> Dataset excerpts

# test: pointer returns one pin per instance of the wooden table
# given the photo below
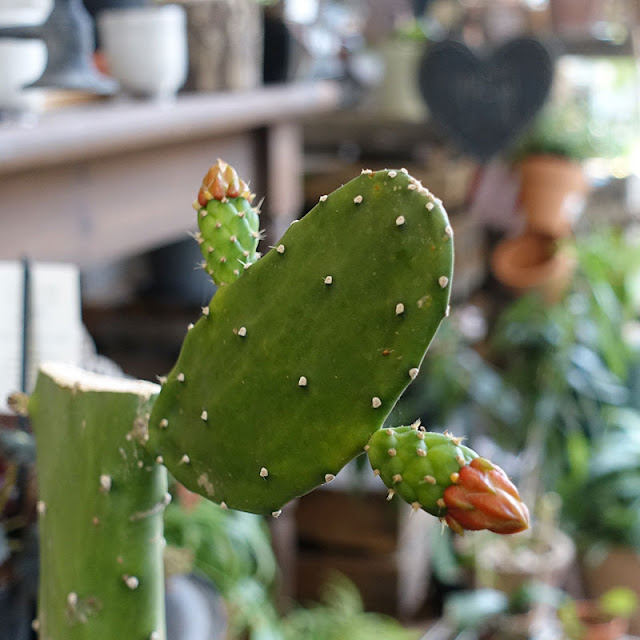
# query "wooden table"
(96, 183)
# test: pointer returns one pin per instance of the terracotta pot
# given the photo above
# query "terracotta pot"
(552, 193)
(620, 567)
(599, 625)
(531, 262)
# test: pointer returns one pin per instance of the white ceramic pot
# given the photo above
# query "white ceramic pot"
(146, 48)
(21, 63)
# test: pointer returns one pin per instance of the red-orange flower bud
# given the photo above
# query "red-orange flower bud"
(484, 498)
(220, 182)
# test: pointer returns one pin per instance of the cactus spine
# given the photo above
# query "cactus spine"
(296, 363)
(100, 511)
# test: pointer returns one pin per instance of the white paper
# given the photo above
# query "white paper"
(55, 321)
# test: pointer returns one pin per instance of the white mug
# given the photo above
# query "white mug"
(146, 48)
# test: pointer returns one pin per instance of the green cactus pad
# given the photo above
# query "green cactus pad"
(295, 365)
(417, 464)
(229, 234)
(100, 510)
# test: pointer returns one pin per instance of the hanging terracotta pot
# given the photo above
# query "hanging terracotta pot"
(598, 625)
(552, 193)
(531, 262)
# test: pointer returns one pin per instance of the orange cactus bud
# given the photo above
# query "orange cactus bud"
(484, 498)
(220, 182)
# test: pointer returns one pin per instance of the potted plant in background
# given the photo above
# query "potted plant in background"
(553, 188)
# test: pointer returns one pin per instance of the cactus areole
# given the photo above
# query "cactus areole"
(297, 362)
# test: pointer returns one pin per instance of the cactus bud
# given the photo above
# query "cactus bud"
(484, 498)
(437, 473)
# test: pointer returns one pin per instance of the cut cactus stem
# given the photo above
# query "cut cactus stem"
(447, 479)
(101, 507)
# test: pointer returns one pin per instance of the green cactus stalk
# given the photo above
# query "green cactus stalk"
(437, 473)
(296, 363)
(229, 225)
(100, 511)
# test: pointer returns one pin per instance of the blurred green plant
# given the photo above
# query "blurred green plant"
(233, 550)
(340, 616)
(619, 602)
(558, 383)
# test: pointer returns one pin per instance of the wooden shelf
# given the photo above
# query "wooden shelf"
(104, 181)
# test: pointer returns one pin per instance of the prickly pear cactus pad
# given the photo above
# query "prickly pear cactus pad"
(296, 363)
(229, 225)
(437, 473)
(100, 510)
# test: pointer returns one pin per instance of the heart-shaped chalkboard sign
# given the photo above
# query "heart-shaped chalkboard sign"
(484, 102)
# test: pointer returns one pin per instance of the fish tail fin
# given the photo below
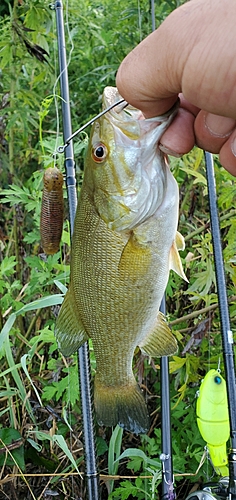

> Task prompt
Please transcribe each entry exactly, but skip any picture it holds.

> Task solution
# test: pointer returns one pin per instance of the wooden table
# given the photo below
# query "wooden table"
(96, 183)
# test: pointer returns one pin per instance of the terracotta pot
# given the photo above
# query "terracotta pot"
(552, 193)
(620, 567)
(599, 625)
(531, 262)
# test: pointer returns one pin per instance of the white ceramic pot
# given the photo above
# query "white ceramic pot"
(146, 48)
(21, 63)
# test: pointer returns one pin per instance of the red-orange flower bud
# given the photo above
# query "red-orange flower bud"
(484, 498)
(220, 182)
# test: pointer returns one pin per instance of the cactus spine
# given the photo above
# query "cactus spine"
(296, 363)
(100, 511)
# test: pointer returns one pin per instance of the white paper
# given the photo above
# query "white paper"
(55, 321)
# test: pointer returns one pin per instance of the white mug
# given the photo above
# query "white mug"
(146, 48)
# test: pointer returns one pin per instance of the green cactus pad
# given the photo above
# query "green cactus pad"
(295, 365)
(417, 464)
(229, 234)
(100, 510)
# test: pointer returns one pin per instance of the hanging terracotta pot
# given the photo above
# query "hanging terracotta pot"
(598, 625)
(552, 193)
(531, 262)
# test: pointer returns one pin per instance of the orange cactus bud
# given the photo above
# query "orange cactus bud"
(484, 498)
(220, 182)
# test: pointer returns one pin per instance of the potted plant in background
# given the photo above
# query "potted plant in background"
(553, 188)
# test: pointer returns one pin per instance of the cactus areole
# given the photo above
# query "cactus areole"
(297, 362)
# test: pointer returns one pin per instance of the cactus bud
# given the photo above
# query "cactus bud"
(484, 498)
(437, 473)
# test: pointer returns one pin per instance of the cut cactus stem
# given the photo above
# query "cut cactus stem"
(447, 479)
(101, 507)
# test: pointer returns one pin per instance of the green cactus stalk
# given the photo above
# query "green cactus stalk"
(437, 473)
(296, 363)
(229, 225)
(100, 511)
# test: pointer returns one pin per instance of the blurred green plant
# given the photo above
# query "blurred green plant"
(233, 550)
(340, 616)
(619, 602)
(558, 383)
# test: pointer returns one pin per instance of the wooden shelf
# given the photo above
# query "wooden shelf"
(104, 181)
# test: pointer returns one pin per instance of the prickly pear cactus pad
# given the photo above
# query "prickly pear cactus pad"
(296, 363)
(229, 225)
(437, 473)
(100, 510)
# test: pointer returns one pin per instance of the heart-shaped chalkboard sign
# given the photo above
# query "heart-shaped chalkboard sign"
(484, 102)
# test: pointer returns one pin per instance of the fish tail fin
# given the photo below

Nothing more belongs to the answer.